Исходный текст ->
<<<<

Вот что происходит на уровне симптомов. Но почему? Почему, живя в XXI веке, мы не в состоянии разработать более развитые социальные системы (здравоохранения, образования, сельского хозяйства, разрешения конфликтов и т. д.), самые эффективные, максимально творческие и всеобъемлющие? Что же удерживает нас от борьбы с источниками реальных проблем во всех этих системах?
Попытки решить проблемы в полях 3 и 4 методами полей 1 и 2
Мы пытаемся решить проблемы, которые требуют подхода к инновациям и переменам с позиции полей 3 и 4, с помощью технических решений на уровне полей 1 или 2. Кен Олсен пробовал применить что-то подобное в DEC, в итоге компания прекратила свое существование. Необходимые корректирующие механизмы отсутствуют сегодня в таких сложнейших системах, как здравоохранение, образование или сельское хозяйство, не говоря уже о сфере финансов и экономике развития: их приоритетное положение позволяет им оставаться на плаву вне зависимости от ошибок, просчетов и дисфункций любого рода.

>>>>

[Записи набора данных]

<<<<

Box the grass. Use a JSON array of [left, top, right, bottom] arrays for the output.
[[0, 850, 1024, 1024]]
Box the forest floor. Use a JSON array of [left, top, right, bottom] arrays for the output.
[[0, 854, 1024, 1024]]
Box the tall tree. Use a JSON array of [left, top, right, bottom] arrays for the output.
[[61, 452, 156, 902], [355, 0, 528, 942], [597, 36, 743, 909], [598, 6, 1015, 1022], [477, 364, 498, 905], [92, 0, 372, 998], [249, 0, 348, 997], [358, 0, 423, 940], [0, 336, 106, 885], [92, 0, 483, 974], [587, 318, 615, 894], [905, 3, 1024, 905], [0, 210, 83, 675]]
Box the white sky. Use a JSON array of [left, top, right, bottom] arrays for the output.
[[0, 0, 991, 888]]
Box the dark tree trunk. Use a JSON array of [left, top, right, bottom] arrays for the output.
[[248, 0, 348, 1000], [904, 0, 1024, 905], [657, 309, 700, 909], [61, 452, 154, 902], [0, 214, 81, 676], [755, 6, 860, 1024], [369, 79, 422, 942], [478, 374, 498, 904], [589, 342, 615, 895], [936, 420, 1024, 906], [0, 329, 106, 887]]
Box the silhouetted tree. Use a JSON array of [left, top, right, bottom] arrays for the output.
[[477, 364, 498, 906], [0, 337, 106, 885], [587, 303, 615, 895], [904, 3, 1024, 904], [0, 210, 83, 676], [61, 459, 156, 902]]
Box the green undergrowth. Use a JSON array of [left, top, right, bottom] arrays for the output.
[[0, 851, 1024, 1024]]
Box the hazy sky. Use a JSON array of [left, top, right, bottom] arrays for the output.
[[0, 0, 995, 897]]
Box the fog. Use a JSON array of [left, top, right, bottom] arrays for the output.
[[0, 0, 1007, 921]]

>>>>

Задание 1 ->
Определите, соответствуют ли утверждения (а), (б) и (в) тексту о социальных системах. Ответьте «да» или «нет» и приведите решающие слова из текста дословно.
(а) Кен Олсен пытался применить в DEC нечто подобное, и компания перестала существовать.
(б) В здравоохранении, образовании и сельском хозяйстве сегодня есть необходимые корректирующие механизмы.
(в) Сложные системы остаются на плаву благодаря своему приоритетному положению.
Задание 2 ->
Пожалуйста, напишите несколько предложений, которые продолжат текст о социальных системах после его последней фразы.
Материал для работы не понадобится.

Ответ на задание 1 ->
(а) Да: «Кен Олсен пробовал применить что-то подобное в DEC, в итоге компания прекратила свое существование».
(б) Нет: «Необходимые корректирующие механизмы отсутствуют сегодня в таких сложнейших системах, как здравоохранение, образование или сельское хозяйство».
(в) Да: «их приоритетное положение позволяет им оставаться на плаву вне зависимости от ошибок, просчетов и дисфункций любого рода».

Ответ на задание 2 ->
Пока мы не найдем подход к решению основных системных трудностей, не сможем решить ключевые проблемы современного общества. Например, в то время как более 17 % ВВП США тратится на здравоохранение, в частности на симптоматическое лечение заболеваний, их системные причины остаются неустраненными. На коррекцию пяти поведенческих проблем: курение, алкоголь, переедание, стресс и недостаточная физическая активность – уходит 80 % бюджета здравоохранения[310].
Здесь имеется в виду поведенческий уровень. А если перейти на более глубокие? Нортин Хэдлер, доктор медицины, профессор Университета Северной Каролины, провел широкое исследование базовых системных причин, вызывающих высокий риск смертности, и выделил два ключевых вопроса:
1. Комфортно ли вы себя чувствуете в своем социально-экономическом статусе?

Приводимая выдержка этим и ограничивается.